#### EXERCISE DESCRIPTION
Write out the entries again exactly as they are given.

START SOURCE INFORMATION

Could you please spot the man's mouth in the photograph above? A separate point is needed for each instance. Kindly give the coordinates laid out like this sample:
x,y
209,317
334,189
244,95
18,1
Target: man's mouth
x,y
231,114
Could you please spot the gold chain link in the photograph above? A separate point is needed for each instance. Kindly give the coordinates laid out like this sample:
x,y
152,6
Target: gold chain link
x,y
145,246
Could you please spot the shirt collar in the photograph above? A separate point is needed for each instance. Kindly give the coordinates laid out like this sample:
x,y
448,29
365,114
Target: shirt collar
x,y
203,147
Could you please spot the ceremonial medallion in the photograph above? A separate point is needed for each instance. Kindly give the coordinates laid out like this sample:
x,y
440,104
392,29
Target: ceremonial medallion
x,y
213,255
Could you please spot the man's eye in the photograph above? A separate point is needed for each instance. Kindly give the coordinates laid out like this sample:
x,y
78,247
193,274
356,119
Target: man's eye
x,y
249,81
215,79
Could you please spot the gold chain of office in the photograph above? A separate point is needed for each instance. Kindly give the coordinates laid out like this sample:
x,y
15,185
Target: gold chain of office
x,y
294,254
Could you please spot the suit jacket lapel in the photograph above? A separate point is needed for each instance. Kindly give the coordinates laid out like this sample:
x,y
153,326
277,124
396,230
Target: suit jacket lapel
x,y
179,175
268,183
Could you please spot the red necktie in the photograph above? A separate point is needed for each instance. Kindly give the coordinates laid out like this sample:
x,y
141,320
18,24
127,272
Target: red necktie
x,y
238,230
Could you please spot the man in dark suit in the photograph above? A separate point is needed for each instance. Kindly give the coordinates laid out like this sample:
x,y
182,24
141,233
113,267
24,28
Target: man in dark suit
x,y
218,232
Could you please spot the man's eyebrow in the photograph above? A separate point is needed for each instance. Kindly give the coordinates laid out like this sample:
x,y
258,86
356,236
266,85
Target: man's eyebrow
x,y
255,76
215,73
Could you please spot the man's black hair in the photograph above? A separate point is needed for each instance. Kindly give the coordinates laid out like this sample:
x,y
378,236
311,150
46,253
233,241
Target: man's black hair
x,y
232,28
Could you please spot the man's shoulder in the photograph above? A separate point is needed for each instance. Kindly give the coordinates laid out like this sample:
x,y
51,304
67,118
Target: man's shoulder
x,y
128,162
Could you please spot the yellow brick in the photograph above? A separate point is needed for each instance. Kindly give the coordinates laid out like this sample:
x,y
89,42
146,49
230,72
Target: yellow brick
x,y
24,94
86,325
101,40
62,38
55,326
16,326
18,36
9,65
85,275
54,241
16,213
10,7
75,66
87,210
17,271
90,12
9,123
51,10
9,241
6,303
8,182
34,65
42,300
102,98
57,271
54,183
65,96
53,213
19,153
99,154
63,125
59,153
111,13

END SOURCE INFORMATION

#### EXERCISE SOLUTION
Could you please spot the man's mouth in the photograph above? A separate point is needed for each instance. Kindly give the coordinates laid out like this sample:
x,y
209,317
334,189
244,95
18,1
Target: man's mouth
x,y
231,114
Could you please spot the gold chain link in the photograph above? A separate point is needed for each instance. Kindly give the coordinates laid out like this sample:
x,y
152,6
Target: gold chain link
x,y
145,246
Could you please spot the shirt collar in the photograph above? A separate point is needed for each instance. Kindly give the coordinates laid out like this sample:
x,y
448,29
365,114
Target: shirt collar
x,y
203,147
Could you please spot the ceremonial medallion in the photograph above? A separate point is needed for each instance. Kindly give the coordinates laid out like this sample:
x,y
440,104
392,29
Target: ceremonial medallion
x,y
213,255
Could you please spot the man's eye in the photograph above? A separate point is needed for each instance. Kindly give the coordinates laid out like this sample:
x,y
78,247
193,274
356,119
Target: man's eye
x,y
249,81
215,79
Could you please spot the gold chain of office in the photograph above? A separate point is needed for each instance. Kindly give the coordinates laid out like this sample:
x,y
15,185
Target: gold chain of office
x,y
294,254
Could you please spot the suit jacket lapel in the photograph above? A separate point is needed for each instance. Kindly give the coordinates laid out like this sample:
x,y
153,326
277,124
396,230
Target: suit jacket lapel
x,y
179,175
268,183
Could you please spot the red necktie in the photograph above? A separate point is needed for each instance. Kindly give the coordinates laid out like this sample:
x,y
141,320
18,24
127,272
Target: red necktie
x,y
238,230
Could you please spot the man in dark suit in the photograph above? A separate point is needed for each instance. Kindly give the coordinates laid out like this sample:
x,y
182,24
141,233
113,267
24,28
Target: man in dark suit
x,y
218,232
Could you please spot the man's eyebrow in the photograph above? A separate point is needed for each instance. Kindly give the coordinates laid out like this sample:
x,y
258,86
356,236
266,85
Target: man's eyebrow
x,y
255,76
215,73
Could you please spot the man's black hair in the photograph above? A separate point is needed for each instance. Kindly give the coordinates laid out like this sample:
x,y
378,236
311,150
46,253
233,241
Target: man's black hair
x,y
232,28
Could you please spot the man's shoulder in the photograph above? A separate point is needed for each instance. Kindly give the coordinates laid out like this sample:
x,y
51,304
67,118
Target: man's shoulder
x,y
128,162
Could you please spot the yellow brick in the photograph above? A separate point is needed for each instance. Kindly give the coordinates laid out like this sample:
x,y
89,42
146,49
230,72
Target: yellow brick
x,y
24,94
86,325
101,40
62,38
55,326
16,326
18,36
9,65
85,275
54,241
16,213
10,7
75,66
87,210
17,271
90,12
9,123
51,10
9,241
6,303
8,182
34,65
42,300
102,98
57,271
54,183
65,96
53,213
19,153
99,154
63,125
59,153
111,13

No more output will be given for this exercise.